▶ [GOAL] Output the data from the line with "Practice: locate the green" to the line with "pixel 139 317", both included, reproducing every character unchanged.

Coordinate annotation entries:
▬▬▬▬▬▬▬▬▬▬

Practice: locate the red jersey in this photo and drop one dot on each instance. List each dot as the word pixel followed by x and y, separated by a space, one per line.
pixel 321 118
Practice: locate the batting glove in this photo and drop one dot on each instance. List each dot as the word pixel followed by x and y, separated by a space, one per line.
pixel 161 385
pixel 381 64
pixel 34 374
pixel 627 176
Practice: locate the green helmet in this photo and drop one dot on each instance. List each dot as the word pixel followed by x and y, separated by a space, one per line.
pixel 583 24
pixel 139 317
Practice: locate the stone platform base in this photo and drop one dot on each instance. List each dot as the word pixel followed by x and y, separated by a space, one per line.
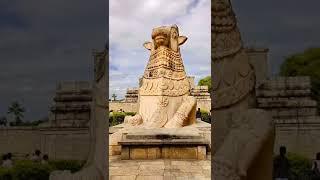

▬▬▬▬▬▬▬▬▬▬

▶ [SOLUTION]
Practice: locate the green helmet in this photo and drop one dot on each instance. List each dot as the word pixel followed by x and y, separated by a space, one per line.
pixel 583 24
pixel 139 317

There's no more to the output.